ARTICLE

Transfer of Shares. Liability of the Seller for “Hidden Liabilities”

The Argentine Supreme Court of Justice recently held that the seller’s warranty for hidden liabilities included in a share purchase agreement must be construed without taking into consideration the seller’s willful misconduct or negligence.
July 29, 2011
Transfer of Shares. Liability of the Seller for “Hidden Liabilities”

The inclusion of the so-called “hidden liabilities warranty” of the seller is an essential issue in the negotiation of most stock transfers. As discussed below, “hidden liabilities” must be conceptually distinguished from “undisclosed liabilities”. It is quite common that stock purchase agreements include a clause whereby sellers shall be held liable for unregistered liabilities whose cause goes back to a date which is earlier than the date of the stock transfer or any other date the parties might agree to. The purpose of this kind of clause is that buyers be held harmless from unregistered liabilities, irrespective of whether sellers failed to register such liabilities intentionally or acted negligently. Further, the warranty normally stands irrespective of any knowledge the buyer might have obtained through the course of a pre-transaction due diligence about the potential occurrence of a given hidden liability.

Required tasks:
1. Write out the part of the article on hidden liabilities between "The Argentine Supreme" and "misconduct or negligence.", inclusive.
2. Put every line of the records into a Markdown table with the columns Row and Line, leaving out blank lines.
The article and the records come from separate sources.

Records taken from a collection:

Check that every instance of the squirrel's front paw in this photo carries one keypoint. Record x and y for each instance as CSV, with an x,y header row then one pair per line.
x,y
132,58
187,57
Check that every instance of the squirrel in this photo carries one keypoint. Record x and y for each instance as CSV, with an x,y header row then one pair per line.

Task solutions:
1.
The Argentine Supreme Court of Justice recently held that the seller’s warranty for hidden liabilities included in a share purchase agreement must be construed without taking into consideration the seller’s willful misconduct or negligence.

2.
| Row | Line |
|---|---|
| 1 | Check that every instance of the squirrel's front paw in this photo carries one keypoint. Record x and y for each instance as CSV, with an x,y header row then one pair per line. |
| 2 | x,y |
| 3 | 132,58 |
| 4 | 187,57 |
| 5 | Check that every instance of the squirrel in this photo carries one keypoint. Record x and y for each instance as CSV, with an x,y header row then one pair per line. |